The computer program recalculates the density and certain other parameters to any reference conditions specified. For natural gas vehicle (NGV) applications, one could easily compute the density values at EPA's reference conditions of 20°C and 101.325 kilopascal (kPa), which is approximately 14.6969 psia. By resetting the default values, the relative density, compressibility, HHV, LHV, and Wobbe Index can be recalculated to international standard pressure (101.325 kPa) and temperature (15°C) reference conditions with quantities in customary units referred to A.G.A. standard reference conditions. Density will be calculated at any pressure and temperature specified.

Alternative programming methods may use American Society for Testing and Materials (ASTM) D 3588, Standard Practice for Calculating Heat Value, Compressibility Factor, and Relative Density (Specific Gravity) of Gaseous Fuels. While the compressibility factor calculation is not as rigorous as that in the A.G.A. program, the results are quite adequate and computed data are applicable to all common types of utility gaseous fuels on the basis of HHV and LHV. Although the base conditions used are 14.696 psia (101.325 kPa) and 60°F (15.6°C), calculation procedures for other conditions are given as well.

As previously mentioned, the LHV and HHV of pipeline gas, as well as the LHV/HHV ratio, vary depending on the mass percent of hydrogen and the amount of inert gas. As the proportions of propane and other heavier constituents increase, the energy density of the gas increases. Whereas the LHV of methane (CH4) is 90.03% of its HHV, the LHV of ethane (C2H6) is 91.47% and that of propane (C3H8) is 92.00% of HHV. Reducing the amount of non-hydrocarbons, of course, will increase the energy density of the gas.

§ Task instructions
[1] Decide whether each statement agrees with the natural gas passage, answering yes or no and quoting the words that settle it: (a) EPA's reference conditions are 20°C and 101.325 kPa. (b) The compressibility factor calculation in ASTM D 3588 is more rigorous than the one in the A.G.A. program. (c) The LHV of propane is 92.00% of its HHV.
[2] Please reproduce the natural gas passage from "The computer program" up to and including "and temperature specified.".
[3] In the natural gas passage, which quantities can be recalculated to international standard pressure and temperature reference conditions by resetting the default values? List them all.

§ Given information

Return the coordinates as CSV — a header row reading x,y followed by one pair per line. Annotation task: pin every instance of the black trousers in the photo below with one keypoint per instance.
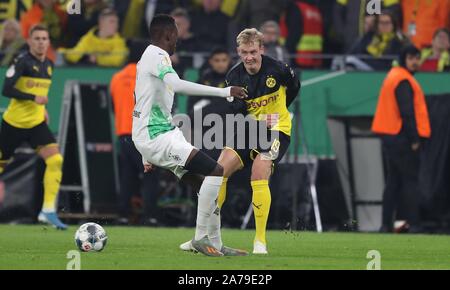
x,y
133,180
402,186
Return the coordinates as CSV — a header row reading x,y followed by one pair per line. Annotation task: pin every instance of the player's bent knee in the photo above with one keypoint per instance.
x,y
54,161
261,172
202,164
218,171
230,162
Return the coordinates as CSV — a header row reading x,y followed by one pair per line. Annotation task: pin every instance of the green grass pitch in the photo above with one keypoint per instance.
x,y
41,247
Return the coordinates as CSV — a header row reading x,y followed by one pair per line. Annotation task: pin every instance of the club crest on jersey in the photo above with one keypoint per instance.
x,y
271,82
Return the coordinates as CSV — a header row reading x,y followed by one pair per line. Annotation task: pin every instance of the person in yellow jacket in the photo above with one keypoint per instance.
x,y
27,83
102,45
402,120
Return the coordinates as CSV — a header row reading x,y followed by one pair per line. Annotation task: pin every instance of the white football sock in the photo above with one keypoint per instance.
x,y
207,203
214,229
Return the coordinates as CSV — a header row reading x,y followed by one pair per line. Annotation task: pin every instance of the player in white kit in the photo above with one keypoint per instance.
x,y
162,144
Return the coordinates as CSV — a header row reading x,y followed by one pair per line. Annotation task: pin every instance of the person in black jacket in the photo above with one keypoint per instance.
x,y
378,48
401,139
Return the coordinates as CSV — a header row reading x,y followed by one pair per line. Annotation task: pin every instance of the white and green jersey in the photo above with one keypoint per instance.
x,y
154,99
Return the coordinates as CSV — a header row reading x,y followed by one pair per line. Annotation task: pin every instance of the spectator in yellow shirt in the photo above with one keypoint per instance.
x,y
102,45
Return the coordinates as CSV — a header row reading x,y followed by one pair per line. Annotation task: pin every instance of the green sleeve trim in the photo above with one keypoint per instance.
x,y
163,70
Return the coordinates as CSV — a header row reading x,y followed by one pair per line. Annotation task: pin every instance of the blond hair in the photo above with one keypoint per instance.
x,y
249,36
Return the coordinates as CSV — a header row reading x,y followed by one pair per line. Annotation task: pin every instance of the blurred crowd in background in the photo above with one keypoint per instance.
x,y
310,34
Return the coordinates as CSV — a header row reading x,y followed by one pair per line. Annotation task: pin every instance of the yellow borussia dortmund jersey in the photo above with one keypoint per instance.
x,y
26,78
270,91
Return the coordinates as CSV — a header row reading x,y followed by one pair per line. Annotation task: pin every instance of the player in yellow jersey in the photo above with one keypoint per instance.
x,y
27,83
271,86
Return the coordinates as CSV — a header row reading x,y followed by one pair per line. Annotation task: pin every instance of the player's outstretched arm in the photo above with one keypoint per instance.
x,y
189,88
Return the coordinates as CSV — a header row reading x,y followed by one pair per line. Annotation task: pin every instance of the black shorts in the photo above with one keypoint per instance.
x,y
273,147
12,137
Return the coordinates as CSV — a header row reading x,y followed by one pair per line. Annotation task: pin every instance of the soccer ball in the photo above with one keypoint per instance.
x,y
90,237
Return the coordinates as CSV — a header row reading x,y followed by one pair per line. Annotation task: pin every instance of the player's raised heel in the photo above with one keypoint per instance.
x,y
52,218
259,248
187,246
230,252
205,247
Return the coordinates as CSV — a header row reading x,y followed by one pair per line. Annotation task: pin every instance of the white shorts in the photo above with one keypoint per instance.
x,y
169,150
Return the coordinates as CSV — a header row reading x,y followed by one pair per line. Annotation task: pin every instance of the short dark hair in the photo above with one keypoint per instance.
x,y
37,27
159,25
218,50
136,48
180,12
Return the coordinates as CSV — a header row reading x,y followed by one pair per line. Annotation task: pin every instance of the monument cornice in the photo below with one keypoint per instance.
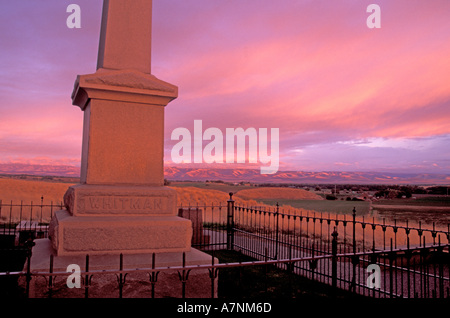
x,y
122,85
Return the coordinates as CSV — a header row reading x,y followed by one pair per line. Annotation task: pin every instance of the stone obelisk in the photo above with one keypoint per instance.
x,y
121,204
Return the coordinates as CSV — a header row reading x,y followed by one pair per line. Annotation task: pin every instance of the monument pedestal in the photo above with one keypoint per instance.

==

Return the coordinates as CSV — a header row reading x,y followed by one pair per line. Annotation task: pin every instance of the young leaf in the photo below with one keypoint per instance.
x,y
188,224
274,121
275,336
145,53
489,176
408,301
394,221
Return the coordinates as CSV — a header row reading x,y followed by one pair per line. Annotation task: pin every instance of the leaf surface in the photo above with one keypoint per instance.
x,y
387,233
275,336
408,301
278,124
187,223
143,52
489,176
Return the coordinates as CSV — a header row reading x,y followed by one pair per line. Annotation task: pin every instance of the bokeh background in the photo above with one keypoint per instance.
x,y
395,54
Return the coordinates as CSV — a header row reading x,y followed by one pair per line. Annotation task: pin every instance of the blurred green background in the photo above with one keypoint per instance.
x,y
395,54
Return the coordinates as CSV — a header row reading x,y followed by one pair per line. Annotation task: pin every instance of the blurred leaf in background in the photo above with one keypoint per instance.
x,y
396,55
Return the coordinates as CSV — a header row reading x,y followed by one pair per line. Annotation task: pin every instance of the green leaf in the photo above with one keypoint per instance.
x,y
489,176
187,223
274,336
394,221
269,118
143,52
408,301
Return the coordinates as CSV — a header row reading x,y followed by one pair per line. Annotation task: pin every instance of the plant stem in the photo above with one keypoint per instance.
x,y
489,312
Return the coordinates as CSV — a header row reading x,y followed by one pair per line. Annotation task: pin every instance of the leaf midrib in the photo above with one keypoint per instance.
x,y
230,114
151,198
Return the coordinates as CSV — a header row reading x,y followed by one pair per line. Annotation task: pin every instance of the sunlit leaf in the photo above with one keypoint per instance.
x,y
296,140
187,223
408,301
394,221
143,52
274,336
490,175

§ Solutions to each task
[1]
(a) Yes: "EPA's reference conditions of 20°C and 101.325 kilopascal (kPa)"
(b) No: "the compressibility factor calculation is not as rigorous as that in the A.G.A. program"
(c) Yes: "that of propane (C3H8) is 92.00% of HHV"

[2]
The computer program recalculates the density and certain other parameters to any reference conditions specified. For natural gas vehicle (NGV) applications, one could easily compute the density values at EPA's reference conditions of 20°C and 101.325 kilopascal (kPa), which is approximately 14.6969 psia. By resetting the default values, the relative density, compressibility, HHV, LHV, and Wobbe Index can be recalculated to international standard pressure (101.325 kPa) and temperature (15°C) reference conditions with quantities in customary units referred to A.G.A. standard reference conditions. Density will be calculated at any pressure and temperature specified.

[3]
- relative density
- compressibility
- HHV
- LHV
- Wobbe Index